Records from a data source
★ ★ ★ ★ ★
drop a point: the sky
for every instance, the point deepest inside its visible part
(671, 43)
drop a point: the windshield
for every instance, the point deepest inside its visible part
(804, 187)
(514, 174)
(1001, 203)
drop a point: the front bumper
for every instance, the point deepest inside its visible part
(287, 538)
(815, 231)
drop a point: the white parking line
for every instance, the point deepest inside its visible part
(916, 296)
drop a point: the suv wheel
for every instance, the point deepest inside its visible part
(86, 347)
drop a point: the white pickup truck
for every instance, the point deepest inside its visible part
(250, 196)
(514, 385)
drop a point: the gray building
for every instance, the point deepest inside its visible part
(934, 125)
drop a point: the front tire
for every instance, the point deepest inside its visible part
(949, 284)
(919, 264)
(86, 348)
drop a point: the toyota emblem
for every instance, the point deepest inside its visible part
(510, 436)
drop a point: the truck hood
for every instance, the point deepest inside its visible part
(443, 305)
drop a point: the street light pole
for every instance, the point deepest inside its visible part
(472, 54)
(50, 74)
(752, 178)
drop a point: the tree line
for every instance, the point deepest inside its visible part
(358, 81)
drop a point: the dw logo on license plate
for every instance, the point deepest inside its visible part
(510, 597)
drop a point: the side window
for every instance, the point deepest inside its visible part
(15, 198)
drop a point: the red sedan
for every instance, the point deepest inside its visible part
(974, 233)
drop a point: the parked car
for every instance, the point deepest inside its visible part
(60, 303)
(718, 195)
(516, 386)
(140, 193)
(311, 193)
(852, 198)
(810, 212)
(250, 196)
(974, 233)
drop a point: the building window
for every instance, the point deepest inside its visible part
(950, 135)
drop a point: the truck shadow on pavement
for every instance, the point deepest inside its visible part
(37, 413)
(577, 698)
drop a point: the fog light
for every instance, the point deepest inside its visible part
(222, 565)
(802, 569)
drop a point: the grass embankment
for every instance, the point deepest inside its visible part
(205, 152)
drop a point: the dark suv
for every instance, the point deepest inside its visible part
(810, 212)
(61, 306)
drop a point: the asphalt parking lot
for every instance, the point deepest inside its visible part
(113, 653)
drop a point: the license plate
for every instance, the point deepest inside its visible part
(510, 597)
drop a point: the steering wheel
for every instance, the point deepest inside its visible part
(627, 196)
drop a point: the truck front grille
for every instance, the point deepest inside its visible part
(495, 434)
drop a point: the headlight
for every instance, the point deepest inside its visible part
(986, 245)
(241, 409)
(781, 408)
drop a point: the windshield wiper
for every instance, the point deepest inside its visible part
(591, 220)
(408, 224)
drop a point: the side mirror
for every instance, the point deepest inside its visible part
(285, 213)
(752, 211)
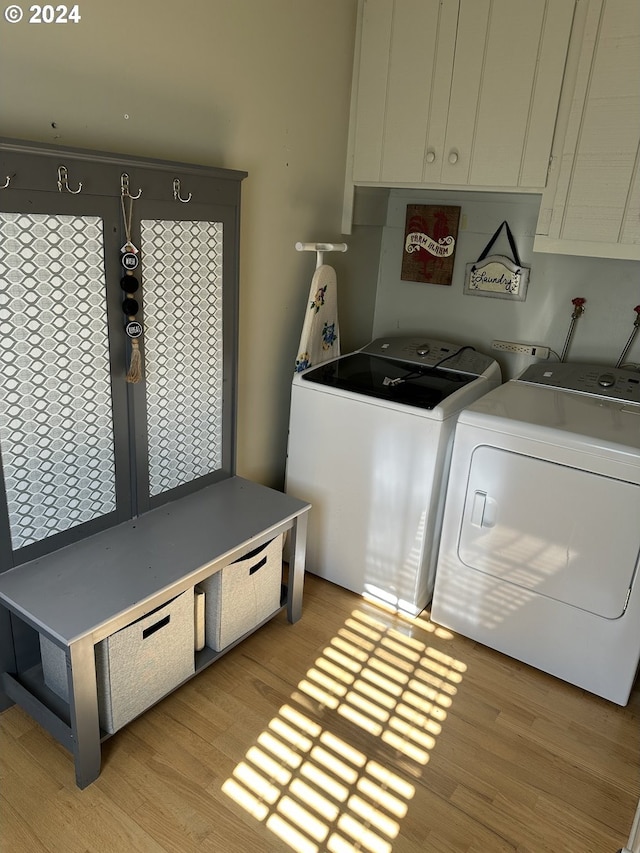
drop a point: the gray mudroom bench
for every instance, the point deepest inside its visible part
(87, 591)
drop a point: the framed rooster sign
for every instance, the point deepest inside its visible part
(430, 240)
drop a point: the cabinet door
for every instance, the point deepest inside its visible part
(458, 92)
(597, 199)
(406, 57)
(505, 90)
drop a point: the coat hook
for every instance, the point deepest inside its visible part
(124, 187)
(63, 181)
(176, 192)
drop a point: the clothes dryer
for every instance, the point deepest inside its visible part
(370, 439)
(541, 532)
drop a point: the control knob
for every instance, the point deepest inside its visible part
(606, 380)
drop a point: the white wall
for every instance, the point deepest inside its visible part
(611, 288)
(255, 85)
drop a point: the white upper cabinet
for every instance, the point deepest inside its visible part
(457, 93)
(592, 205)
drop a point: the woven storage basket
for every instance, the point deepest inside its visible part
(136, 666)
(243, 594)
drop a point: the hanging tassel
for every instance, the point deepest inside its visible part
(134, 374)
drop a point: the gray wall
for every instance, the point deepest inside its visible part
(611, 287)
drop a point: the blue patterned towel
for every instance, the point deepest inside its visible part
(320, 338)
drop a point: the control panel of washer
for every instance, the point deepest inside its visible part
(600, 380)
(431, 352)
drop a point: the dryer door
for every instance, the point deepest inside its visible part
(556, 531)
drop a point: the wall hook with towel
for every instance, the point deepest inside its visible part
(176, 192)
(320, 249)
(63, 181)
(124, 187)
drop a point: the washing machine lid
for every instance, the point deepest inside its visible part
(389, 379)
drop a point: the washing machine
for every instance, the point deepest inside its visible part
(370, 437)
(541, 530)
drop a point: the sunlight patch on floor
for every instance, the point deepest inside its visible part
(316, 791)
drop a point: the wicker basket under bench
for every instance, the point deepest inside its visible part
(134, 578)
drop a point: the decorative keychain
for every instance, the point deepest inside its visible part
(129, 283)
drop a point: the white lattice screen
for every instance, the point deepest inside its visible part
(56, 426)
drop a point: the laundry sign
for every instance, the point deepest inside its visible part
(498, 275)
(430, 240)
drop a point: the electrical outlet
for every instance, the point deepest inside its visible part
(521, 349)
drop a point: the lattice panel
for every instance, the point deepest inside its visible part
(182, 294)
(56, 426)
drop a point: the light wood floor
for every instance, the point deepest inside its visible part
(351, 730)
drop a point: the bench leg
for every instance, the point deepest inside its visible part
(296, 567)
(83, 704)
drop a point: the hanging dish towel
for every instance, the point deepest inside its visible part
(320, 338)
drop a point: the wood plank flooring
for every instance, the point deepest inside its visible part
(353, 730)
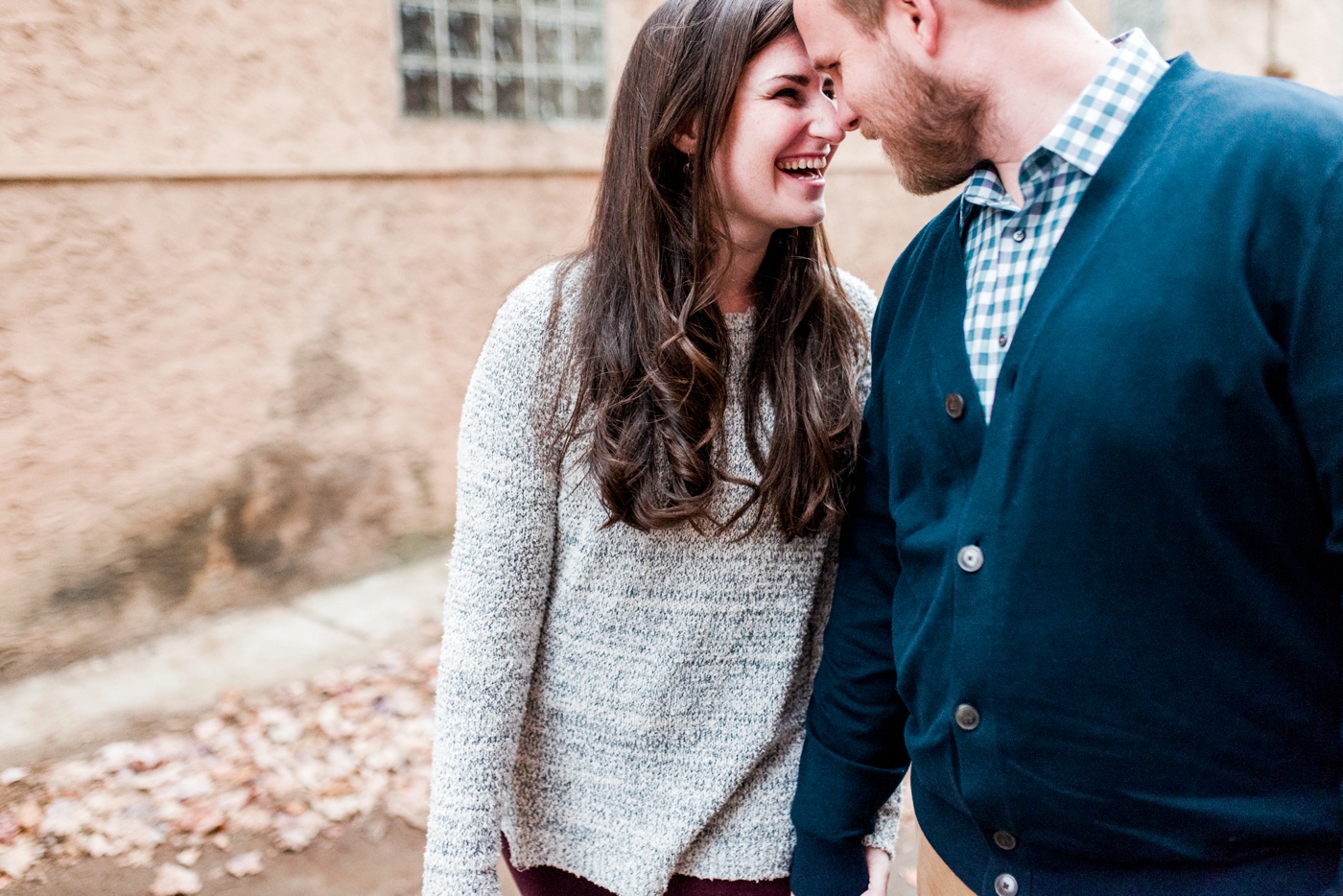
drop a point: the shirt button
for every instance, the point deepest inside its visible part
(970, 557)
(955, 406)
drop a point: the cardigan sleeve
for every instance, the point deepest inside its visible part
(1315, 365)
(853, 757)
(886, 825)
(501, 564)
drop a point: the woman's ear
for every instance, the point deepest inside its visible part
(688, 137)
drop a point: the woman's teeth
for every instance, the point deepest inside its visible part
(803, 168)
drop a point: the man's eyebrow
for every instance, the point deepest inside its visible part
(802, 81)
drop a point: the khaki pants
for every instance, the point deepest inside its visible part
(935, 879)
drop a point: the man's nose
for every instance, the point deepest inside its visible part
(849, 120)
(826, 123)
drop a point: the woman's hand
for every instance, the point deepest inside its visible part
(879, 871)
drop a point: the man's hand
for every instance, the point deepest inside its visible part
(879, 871)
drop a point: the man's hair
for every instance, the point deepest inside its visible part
(870, 13)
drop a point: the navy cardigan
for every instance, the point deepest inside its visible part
(1141, 690)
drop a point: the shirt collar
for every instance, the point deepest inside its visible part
(1094, 124)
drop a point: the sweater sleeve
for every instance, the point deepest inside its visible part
(501, 564)
(1315, 365)
(853, 758)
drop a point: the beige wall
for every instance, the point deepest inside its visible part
(241, 295)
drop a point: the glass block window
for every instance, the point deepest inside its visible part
(1148, 15)
(503, 59)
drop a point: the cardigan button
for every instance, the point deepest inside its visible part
(955, 406)
(970, 557)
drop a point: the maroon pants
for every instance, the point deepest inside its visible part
(544, 880)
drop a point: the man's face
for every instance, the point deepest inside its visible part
(929, 127)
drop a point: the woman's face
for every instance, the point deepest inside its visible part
(782, 133)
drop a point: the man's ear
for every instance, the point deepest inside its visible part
(915, 23)
(688, 136)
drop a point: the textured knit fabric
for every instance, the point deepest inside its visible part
(1110, 623)
(1009, 246)
(544, 880)
(626, 705)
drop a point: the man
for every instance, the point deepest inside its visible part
(1092, 574)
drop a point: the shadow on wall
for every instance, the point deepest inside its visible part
(289, 522)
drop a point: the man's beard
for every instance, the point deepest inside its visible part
(930, 130)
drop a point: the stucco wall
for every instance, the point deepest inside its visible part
(241, 295)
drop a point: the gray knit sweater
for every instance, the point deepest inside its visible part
(624, 705)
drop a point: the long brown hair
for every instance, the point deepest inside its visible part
(647, 371)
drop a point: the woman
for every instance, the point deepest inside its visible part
(651, 463)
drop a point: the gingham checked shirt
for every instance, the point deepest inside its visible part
(1009, 246)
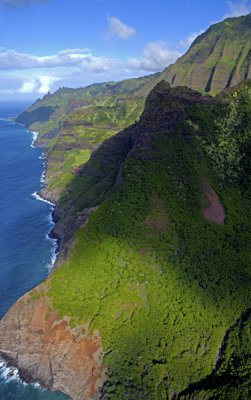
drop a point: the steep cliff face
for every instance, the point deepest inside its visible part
(218, 59)
(44, 348)
(160, 273)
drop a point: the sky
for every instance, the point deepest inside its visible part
(47, 44)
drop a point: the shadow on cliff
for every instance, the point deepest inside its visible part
(163, 298)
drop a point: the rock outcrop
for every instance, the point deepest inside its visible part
(218, 59)
(45, 348)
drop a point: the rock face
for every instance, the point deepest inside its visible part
(45, 349)
(218, 59)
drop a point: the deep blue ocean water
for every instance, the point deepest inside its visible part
(26, 252)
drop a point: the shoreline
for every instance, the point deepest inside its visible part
(9, 371)
(38, 195)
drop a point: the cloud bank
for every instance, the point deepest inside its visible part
(117, 28)
(238, 8)
(155, 57)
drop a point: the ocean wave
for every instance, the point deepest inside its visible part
(34, 138)
(54, 242)
(10, 374)
(42, 157)
(38, 197)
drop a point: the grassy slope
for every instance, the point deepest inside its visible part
(74, 122)
(164, 294)
(217, 59)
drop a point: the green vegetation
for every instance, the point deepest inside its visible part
(160, 283)
(74, 122)
(217, 59)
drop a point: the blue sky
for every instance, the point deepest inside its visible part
(50, 43)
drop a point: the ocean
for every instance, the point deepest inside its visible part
(26, 251)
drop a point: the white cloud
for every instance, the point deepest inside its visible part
(28, 87)
(155, 57)
(11, 60)
(41, 85)
(117, 28)
(190, 39)
(238, 8)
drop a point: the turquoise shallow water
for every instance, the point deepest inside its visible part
(26, 251)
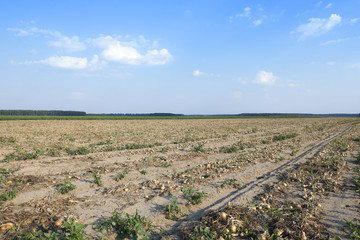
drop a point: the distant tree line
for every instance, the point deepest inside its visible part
(41, 113)
(139, 114)
(296, 115)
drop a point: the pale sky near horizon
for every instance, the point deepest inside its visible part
(191, 57)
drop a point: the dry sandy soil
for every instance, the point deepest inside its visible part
(284, 178)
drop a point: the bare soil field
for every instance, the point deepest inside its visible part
(255, 178)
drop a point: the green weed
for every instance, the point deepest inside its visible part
(231, 182)
(192, 196)
(172, 210)
(6, 196)
(198, 148)
(284, 136)
(97, 179)
(354, 228)
(127, 226)
(204, 234)
(231, 149)
(120, 176)
(78, 151)
(66, 187)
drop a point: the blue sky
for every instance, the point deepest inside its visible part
(189, 57)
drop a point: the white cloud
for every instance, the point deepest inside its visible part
(354, 66)
(329, 5)
(126, 53)
(77, 95)
(246, 12)
(70, 44)
(317, 26)
(118, 53)
(65, 62)
(257, 22)
(334, 41)
(157, 57)
(31, 31)
(265, 78)
(197, 73)
(354, 21)
(293, 84)
(112, 50)
(237, 94)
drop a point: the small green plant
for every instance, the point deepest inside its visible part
(74, 230)
(293, 152)
(78, 151)
(108, 141)
(6, 196)
(231, 182)
(120, 176)
(22, 155)
(231, 149)
(53, 153)
(284, 136)
(109, 148)
(172, 210)
(127, 226)
(165, 149)
(204, 233)
(165, 164)
(354, 229)
(66, 187)
(97, 179)
(198, 148)
(192, 196)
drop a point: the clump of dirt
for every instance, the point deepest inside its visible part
(34, 216)
(288, 209)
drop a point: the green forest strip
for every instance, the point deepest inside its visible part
(8, 118)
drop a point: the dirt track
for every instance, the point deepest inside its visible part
(171, 166)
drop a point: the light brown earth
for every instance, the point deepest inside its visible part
(168, 155)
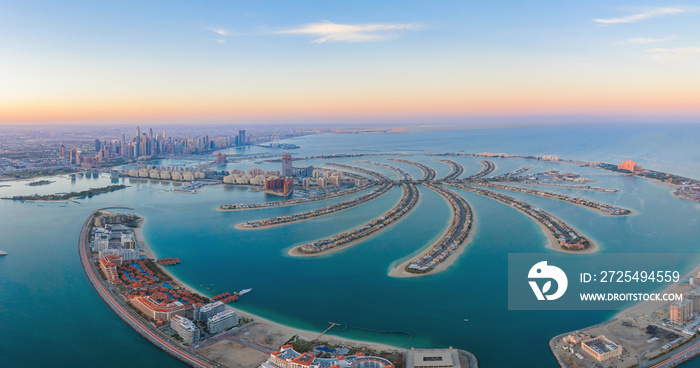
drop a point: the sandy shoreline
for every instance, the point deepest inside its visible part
(273, 327)
(295, 253)
(561, 200)
(289, 204)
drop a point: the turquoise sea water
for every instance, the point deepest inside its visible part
(50, 315)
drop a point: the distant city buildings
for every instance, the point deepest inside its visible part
(629, 165)
(159, 311)
(222, 321)
(279, 186)
(185, 328)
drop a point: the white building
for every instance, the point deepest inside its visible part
(185, 328)
(222, 321)
(206, 311)
(125, 254)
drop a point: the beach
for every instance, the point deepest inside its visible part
(400, 270)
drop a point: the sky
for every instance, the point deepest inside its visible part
(339, 61)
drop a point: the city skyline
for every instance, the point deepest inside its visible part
(327, 63)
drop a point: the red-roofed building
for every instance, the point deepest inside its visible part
(108, 265)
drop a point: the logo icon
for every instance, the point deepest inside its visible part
(543, 271)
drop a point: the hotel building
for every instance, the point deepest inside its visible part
(185, 328)
(108, 265)
(207, 311)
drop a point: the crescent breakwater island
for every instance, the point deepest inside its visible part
(203, 332)
(67, 196)
(443, 252)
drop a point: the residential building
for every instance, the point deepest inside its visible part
(222, 321)
(158, 311)
(680, 311)
(108, 265)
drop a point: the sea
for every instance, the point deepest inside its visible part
(50, 316)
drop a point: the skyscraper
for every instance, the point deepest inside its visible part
(137, 144)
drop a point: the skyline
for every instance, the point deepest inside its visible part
(77, 62)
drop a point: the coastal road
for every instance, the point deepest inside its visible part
(129, 317)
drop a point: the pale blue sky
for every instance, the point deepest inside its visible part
(263, 59)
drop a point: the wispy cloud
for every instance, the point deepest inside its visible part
(334, 32)
(679, 53)
(219, 31)
(644, 40)
(651, 13)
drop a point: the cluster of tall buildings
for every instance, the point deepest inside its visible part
(112, 238)
(147, 144)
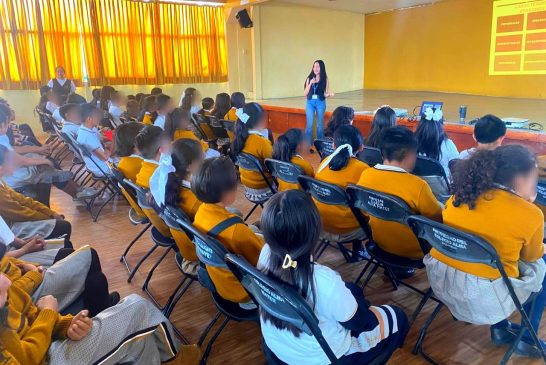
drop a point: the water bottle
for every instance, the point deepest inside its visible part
★ ★ ★ ★ ★
Beginning with the line that has "drop a point: the white parking line" and ending with the line that has "drop a point: the white pickup truck", set down the lines above exactly and include no others.

drop a point: the white parking line
for every instance, the point deepest inside its visible part
(916, 296)
drop a point: the suv wheel
for every instance, the point deepest inside its visible part
(86, 347)
drop a point: the white pickup truck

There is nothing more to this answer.